• _Exercise objective_:
From the very first line down to the line containing "pixel 9 187", write out the material exactly as it appears, and no more.

(Provided entries Opens)

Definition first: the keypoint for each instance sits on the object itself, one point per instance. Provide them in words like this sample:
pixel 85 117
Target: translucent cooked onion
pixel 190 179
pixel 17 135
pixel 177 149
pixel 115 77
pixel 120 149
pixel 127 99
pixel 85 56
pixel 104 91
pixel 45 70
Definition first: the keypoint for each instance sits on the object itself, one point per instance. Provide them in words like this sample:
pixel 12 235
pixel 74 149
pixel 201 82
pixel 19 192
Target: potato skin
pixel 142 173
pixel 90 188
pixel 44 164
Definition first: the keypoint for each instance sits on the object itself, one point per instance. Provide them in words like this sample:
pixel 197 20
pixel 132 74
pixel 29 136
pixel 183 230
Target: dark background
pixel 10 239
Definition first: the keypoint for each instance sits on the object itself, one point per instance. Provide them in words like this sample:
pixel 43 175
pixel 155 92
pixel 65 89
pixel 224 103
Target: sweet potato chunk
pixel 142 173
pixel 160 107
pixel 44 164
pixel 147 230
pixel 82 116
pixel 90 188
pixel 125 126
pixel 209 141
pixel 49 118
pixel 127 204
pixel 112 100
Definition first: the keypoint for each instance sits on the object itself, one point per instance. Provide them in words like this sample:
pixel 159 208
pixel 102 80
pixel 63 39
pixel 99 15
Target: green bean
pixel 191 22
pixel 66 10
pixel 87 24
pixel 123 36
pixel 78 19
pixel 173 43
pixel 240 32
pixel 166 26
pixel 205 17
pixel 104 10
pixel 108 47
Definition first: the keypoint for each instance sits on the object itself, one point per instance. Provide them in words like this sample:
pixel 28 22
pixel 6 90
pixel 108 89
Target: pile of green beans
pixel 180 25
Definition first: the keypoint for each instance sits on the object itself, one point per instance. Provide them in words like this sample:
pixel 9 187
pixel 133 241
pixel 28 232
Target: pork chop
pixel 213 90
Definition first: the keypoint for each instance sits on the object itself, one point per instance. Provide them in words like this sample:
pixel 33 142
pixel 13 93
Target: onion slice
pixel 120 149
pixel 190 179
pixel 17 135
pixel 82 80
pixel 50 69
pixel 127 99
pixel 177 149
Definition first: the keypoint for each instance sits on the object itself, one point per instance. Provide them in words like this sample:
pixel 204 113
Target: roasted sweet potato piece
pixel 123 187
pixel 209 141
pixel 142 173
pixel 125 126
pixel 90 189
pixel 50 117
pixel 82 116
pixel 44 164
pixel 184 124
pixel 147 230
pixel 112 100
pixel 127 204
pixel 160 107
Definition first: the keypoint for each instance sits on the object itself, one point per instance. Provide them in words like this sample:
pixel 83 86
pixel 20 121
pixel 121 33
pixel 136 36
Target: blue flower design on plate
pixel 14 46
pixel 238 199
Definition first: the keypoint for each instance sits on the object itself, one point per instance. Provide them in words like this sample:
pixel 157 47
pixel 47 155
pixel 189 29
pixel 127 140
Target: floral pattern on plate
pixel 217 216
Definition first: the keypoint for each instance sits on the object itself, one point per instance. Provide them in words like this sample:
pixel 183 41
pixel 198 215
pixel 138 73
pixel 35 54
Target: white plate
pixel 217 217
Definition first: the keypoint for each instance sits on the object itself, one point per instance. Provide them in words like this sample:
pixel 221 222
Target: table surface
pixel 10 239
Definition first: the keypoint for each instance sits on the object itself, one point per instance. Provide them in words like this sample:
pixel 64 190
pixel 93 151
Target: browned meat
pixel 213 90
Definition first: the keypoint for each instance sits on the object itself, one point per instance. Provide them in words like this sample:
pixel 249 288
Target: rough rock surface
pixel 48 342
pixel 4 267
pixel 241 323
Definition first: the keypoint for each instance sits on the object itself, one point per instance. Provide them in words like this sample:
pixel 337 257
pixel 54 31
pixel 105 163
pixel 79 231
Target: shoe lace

(Provided entries Closes)

• _Your solution_:
Definition first: the keypoint for each instance sits on the object itself, one point per instance. Provide them in words like this sample:
pixel 85 117
Target: translucent cooked onion
pixel 190 179
pixel 17 135
pixel 177 149
pixel 115 77
pixel 120 149
pixel 127 99
pixel 85 56
pixel 104 91
pixel 45 70
Definition first: the keypoint for each instance sits on the object itself, one point per instance. Provide them in words like this sample:
pixel 12 235
pixel 74 149
pixel 201 82
pixel 19 192
Target: potato skin
pixel 142 173
pixel 90 188
pixel 44 164
Definition first: the keypoint for each instance sits on the object itself, one point per instance. Provide them in words like this sample:
pixel 197 20
pixel 132 74
pixel 29 136
pixel 183 230
Target: dark background
pixel 10 239
Definition first: the keypoint for each instance sits on the object itself, one point per instance. Provide them in words like this sample:
pixel 43 175
pixel 155 92
pixel 65 89
pixel 224 103
Target: sweet potato chunk
pixel 142 173
pixel 160 107
pixel 44 164
pixel 147 230
pixel 82 116
pixel 90 188
pixel 125 126
pixel 209 141
pixel 49 118
pixel 127 204
pixel 112 100
Definition first: the keypoint for each instance sits on the object itself, one point per instance. Provide them in words like this sample:
pixel 159 208
pixel 102 80
pixel 63 39
pixel 99 15
Target: green bean
pixel 191 22
pixel 66 10
pixel 87 24
pixel 123 36
pixel 78 19
pixel 173 43
pixel 240 32
pixel 166 26
pixel 205 17
pixel 104 10
pixel 108 47
Definition first: the keypoint for each instance sits on the object itself, one point per instance. Provide them in words like this sample:
pixel 28 22
pixel 6 90
pixel 108 89
Target: pile of green beans
pixel 180 25
Definition first: the keypoint for each instance sits on the object itself, one point per instance. Provide them in words like this sample:
pixel 9 187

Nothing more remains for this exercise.